### Yazılı istek
Trump ile Putin görüşmesinin ardından düzenlenen basın toplantısını anlatan bölümü, son cümlesinden itibaren sürdürün.

### Seçilen bölüm
Trump görüşmenin ardından odadan çıktığında, Kremlin liderinden etkilenmiş gibi görünüyordu.
Düzenlenen basın toplantısında, ABD istihbarat kurumlarının Rusya'nın seçimlere müdahale ettiği sonucuna vardığına ilişkin bir soruya Trump, "Başkan Putin, 'Rusya değil' diyor. Ben olması için bir sebep göremiyorum" yanıtını vermişti.
O dönemde ABD Ulusal Güvenlik Konseyi'nde Trump'ın bir numaralı Kremlin danışmanı olarak görev yapan Fiona Hill, daha sonra yaptığı açıklamada, "basın toplantısını sona erdirmek için yangın alarmını çalıştırmayı ya da bir sağlık sorunu varmış numarası yapmayı düşündüğünü" söylemişti.

### Sağlanan veriler
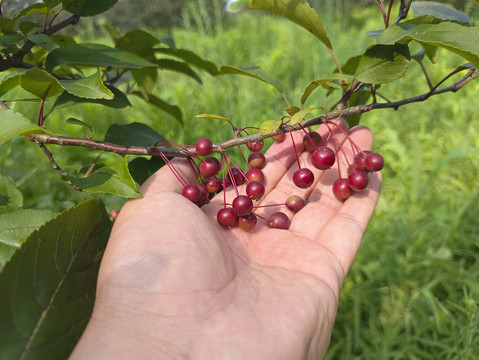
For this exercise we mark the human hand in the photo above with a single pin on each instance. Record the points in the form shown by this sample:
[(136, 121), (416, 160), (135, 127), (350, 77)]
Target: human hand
[(174, 284)]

### Sonuç
UKRAYNA'NIN İŞGALİNDEN BU YANA BİR İLK OLACAK
Roth, Trump ve Putin'in Alaska'nın Anchorage şehrinde cuma günü yapılacak toplantının 2018'deki görüşmeden çok daha önemli olduğunu vurguladı.
Söz konusu toplantı, Putin'in Rusya'nın Şubat 2022'de başlattığı Ukrayna işgalinden bu yana G7 üyesi bir ülkenin lideriyle ilk görüşmesi olacak. Trump geçtiğimiz günlerde Putin'le "toprak takası" üzerine konuşacaklarını söyledi. Avrupalı liderler ise Trump'ın tıpkı 7 yıl önce olduğu gibi odadan Kremlin'in etkisine girmiş halde çıkacağından endişe ediyor.
Beyaz Saray'dan yapılan açıklamalarda, zirveyle ilgili beklentileri düşüren mesajlar veriliyor. Bu da masada somut bir anlaşma olmadığına işaret ediyor. Trump hafta başında düzenlediği basın toplantısında, "Buna aslında bir parça nabız yoklama toplantısı diyebiliriz" dedi.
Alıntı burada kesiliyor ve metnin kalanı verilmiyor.